● **What needs to be done**: Below are the entries to retype; reproduce each one exactly.

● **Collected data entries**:
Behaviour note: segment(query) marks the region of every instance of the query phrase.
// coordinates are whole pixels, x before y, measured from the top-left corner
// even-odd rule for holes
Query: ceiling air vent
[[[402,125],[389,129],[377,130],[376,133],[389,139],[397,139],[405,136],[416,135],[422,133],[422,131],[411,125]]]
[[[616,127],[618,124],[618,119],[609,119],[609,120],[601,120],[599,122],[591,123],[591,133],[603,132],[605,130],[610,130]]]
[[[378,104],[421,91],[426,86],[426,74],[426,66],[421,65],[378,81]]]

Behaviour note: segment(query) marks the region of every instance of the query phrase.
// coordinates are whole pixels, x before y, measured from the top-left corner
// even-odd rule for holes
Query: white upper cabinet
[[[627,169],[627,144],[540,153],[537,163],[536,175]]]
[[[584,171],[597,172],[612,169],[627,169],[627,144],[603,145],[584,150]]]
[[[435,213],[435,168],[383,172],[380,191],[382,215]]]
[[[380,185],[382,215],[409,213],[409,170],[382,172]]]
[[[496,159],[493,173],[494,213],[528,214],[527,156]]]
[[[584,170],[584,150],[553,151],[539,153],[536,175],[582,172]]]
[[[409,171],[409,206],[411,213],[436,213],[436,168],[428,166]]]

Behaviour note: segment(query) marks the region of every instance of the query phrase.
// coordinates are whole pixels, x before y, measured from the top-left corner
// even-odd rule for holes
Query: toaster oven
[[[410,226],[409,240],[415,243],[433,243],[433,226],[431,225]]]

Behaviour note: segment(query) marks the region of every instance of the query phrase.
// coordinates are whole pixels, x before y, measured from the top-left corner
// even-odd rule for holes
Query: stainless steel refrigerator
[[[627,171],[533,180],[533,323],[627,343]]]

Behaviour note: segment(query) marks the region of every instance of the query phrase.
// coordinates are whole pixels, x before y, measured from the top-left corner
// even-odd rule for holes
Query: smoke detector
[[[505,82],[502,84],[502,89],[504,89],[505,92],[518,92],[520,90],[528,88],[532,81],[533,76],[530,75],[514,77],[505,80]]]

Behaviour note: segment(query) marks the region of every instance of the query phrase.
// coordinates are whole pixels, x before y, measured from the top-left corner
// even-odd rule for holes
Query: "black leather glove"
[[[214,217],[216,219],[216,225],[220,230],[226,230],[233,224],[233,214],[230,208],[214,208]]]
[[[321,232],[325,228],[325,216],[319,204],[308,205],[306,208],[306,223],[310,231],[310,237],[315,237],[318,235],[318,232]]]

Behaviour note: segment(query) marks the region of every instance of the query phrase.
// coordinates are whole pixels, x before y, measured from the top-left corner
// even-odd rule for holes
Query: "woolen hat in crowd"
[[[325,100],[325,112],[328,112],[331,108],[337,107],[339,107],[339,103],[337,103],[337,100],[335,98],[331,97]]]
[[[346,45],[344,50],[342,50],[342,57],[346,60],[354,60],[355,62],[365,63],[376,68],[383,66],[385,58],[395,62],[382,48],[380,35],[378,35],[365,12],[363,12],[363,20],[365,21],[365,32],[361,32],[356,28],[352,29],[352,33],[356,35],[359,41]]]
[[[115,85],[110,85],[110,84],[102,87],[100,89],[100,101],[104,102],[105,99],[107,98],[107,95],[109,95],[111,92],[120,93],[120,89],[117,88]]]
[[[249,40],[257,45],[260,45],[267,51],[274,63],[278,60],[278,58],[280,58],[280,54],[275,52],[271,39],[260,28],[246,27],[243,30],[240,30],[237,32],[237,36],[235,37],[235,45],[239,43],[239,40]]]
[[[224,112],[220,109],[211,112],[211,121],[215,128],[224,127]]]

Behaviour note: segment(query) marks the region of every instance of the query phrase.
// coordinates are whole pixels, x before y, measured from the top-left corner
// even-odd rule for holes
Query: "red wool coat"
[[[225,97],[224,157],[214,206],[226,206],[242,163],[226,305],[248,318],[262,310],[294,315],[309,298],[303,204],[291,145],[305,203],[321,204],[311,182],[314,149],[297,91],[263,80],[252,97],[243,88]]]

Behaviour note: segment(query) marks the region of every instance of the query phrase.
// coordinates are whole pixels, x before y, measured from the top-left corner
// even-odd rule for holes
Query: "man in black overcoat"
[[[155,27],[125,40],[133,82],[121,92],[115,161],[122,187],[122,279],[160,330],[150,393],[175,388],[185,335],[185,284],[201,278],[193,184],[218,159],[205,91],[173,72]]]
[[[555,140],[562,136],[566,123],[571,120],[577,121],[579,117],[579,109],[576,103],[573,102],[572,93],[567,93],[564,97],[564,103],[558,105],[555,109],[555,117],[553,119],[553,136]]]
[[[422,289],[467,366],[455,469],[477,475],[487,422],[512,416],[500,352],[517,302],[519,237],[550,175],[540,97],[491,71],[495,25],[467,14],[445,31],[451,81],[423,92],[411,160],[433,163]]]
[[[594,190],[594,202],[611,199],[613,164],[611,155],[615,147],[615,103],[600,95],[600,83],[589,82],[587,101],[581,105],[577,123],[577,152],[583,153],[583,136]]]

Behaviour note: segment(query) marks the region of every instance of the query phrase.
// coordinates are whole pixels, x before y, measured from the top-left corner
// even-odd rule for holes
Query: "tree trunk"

● **Solution**:
Behaviour note: segment(query) marks the region of every instance of the query phrase.
// coordinates are whole pixels, x before y, measured from the top-left corner
// even-odd rule for holes
Query: ceiling air vent
[[[402,125],[389,129],[377,130],[376,133],[389,139],[397,139],[405,136],[416,135],[422,133],[422,131],[411,125]]]
[[[616,127],[618,124],[618,119],[609,119],[609,120],[601,120],[599,122],[591,123],[591,133],[603,132],[605,130],[610,130]]]
[[[378,104],[421,91],[426,86],[426,74],[426,66],[421,65],[378,81]]]

Behaviour note: segment(query) marks the region of every instance of the query phrase.
// coordinates are whole pixels, x before y, measured from the top-left corner
// even-odd rule for holes
Query: white upper cabinet
[[[627,169],[627,144],[540,153],[537,163],[536,175]]]
[[[584,171],[597,172],[612,169],[627,169],[627,144],[603,145],[584,150]]]
[[[435,213],[435,168],[383,172],[380,191],[382,215]]]
[[[380,185],[382,215],[409,213],[409,170],[382,172]]]
[[[496,159],[493,173],[494,213],[528,214],[527,156]]]
[[[584,170],[584,150],[553,151],[539,153],[536,175],[582,172]]]
[[[409,171],[409,206],[411,213],[436,213],[436,168],[428,166]]]

Behaviour note: segment(query) marks the region of every instance of the query phrase.
// coordinates are whole pixels, x before y, measured from the top-left corner
// even-odd rule for holes
Query: toaster oven
[[[410,226],[409,240],[415,243],[433,243],[433,226],[431,225]]]

Behaviour note: segment(query) marks the region of every instance of the query phrase.
// coordinates are whole pixels, x before y, measured from the top-left corner
// even-odd rule for holes
Query: stainless steel refrigerator
[[[627,171],[533,180],[533,323],[627,343]]]

Behaviour note: segment(query) marks the region of every instance of the query phrase.
// coordinates are whole pixels, x before y, measured from the top-left corner
// even-odd rule for holes
Query: smoke detector
[[[505,82],[502,84],[502,89],[504,89],[505,92],[518,92],[520,90],[528,88],[532,81],[533,76],[530,75],[514,77],[505,80]]]

Behaviour note: segment(query) marks the region of every instance of the query phrase.
// coordinates are whole pixels, x before y, measured from the top-left corner
// even-odd rule for holes
Query: "black leather glove"
[[[214,217],[216,219],[216,225],[220,230],[226,230],[233,224],[233,214],[230,208],[214,208]]]
[[[321,232],[325,228],[325,216],[319,204],[308,205],[306,208],[306,223],[310,231],[310,237],[315,237],[318,235],[318,232]]]

Behaviour note: segment(query) marks the region of every instance of the query phrase.
// coordinates are whole pixels, x before y, measured from the top-left corner
// even-odd rule for holes
Query: "woolen hat in crowd"
[[[325,100],[325,112],[328,112],[331,108],[337,107],[339,107],[339,103],[337,103],[337,100],[335,98],[331,97]]]
[[[346,45],[344,50],[342,50],[342,57],[346,60],[354,60],[355,62],[365,63],[376,68],[383,66],[385,58],[395,62],[382,48],[380,35],[378,35],[365,12],[363,12],[363,20],[365,21],[365,32],[361,32],[356,28],[352,29],[352,33],[356,35],[359,41]]]
[[[115,85],[110,85],[110,84],[102,87],[100,89],[100,101],[104,102],[105,99],[107,98],[107,95],[109,95],[111,92],[120,93],[120,89],[117,88]]]
[[[249,40],[257,45],[260,45],[267,51],[274,63],[278,60],[278,58],[280,58],[280,54],[275,52],[271,39],[260,28],[246,27],[243,30],[240,30],[237,32],[237,36],[235,37],[235,45],[239,43],[239,40]]]
[[[224,112],[220,109],[211,112],[211,121],[215,128],[224,127]]]

Behaviour note: segment(query) marks the region of every instance of the query phrase.
// coordinates are whole pixels, x before y, measured from the top-left corner
// even-odd rule for holes
Query: "red wool coat"
[[[225,97],[224,157],[214,206],[226,206],[242,163],[226,305],[248,318],[262,310],[294,315],[309,298],[303,204],[291,145],[305,203],[321,204],[311,182],[314,149],[297,91],[263,80],[252,97],[243,88]]]

Behaviour note: segment(query) marks the region of every instance of the query phrase.
// coordinates are whole pixels, x before y, measured from the top-left corner
// even-odd rule for holes
Query: "man in black overcoat"
[[[155,27],[125,40],[133,82],[121,92],[115,161],[122,187],[122,279],[160,330],[150,393],[175,388],[185,335],[185,284],[201,278],[193,184],[218,159],[205,91],[173,72]]]
[[[555,140],[562,136],[566,123],[571,120],[577,121],[579,117],[579,109],[576,103],[573,102],[572,93],[567,93],[564,97],[564,103],[558,105],[555,109],[555,117],[553,119],[553,136]]]
[[[422,289],[467,366],[455,469],[477,475],[487,422],[512,416],[500,352],[517,302],[519,237],[550,175],[540,97],[491,71],[495,25],[467,14],[445,31],[451,81],[423,92],[411,160],[433,163]]]
[[[594,190],[594,202],[611,199],[613,164],[611,155],[615,147],[615,103],[600,95],[600,83],[589,82],[587,101],[581,105],[577,123],[577,152],[583,153],[583,136]]]

Behaviour note: segment(query) marks the region of every instance of the query phrase.
// coordinates are whole pixels, x before y, measured from the top-left corner
// even-odd rule for holes
Query: "tree trunk"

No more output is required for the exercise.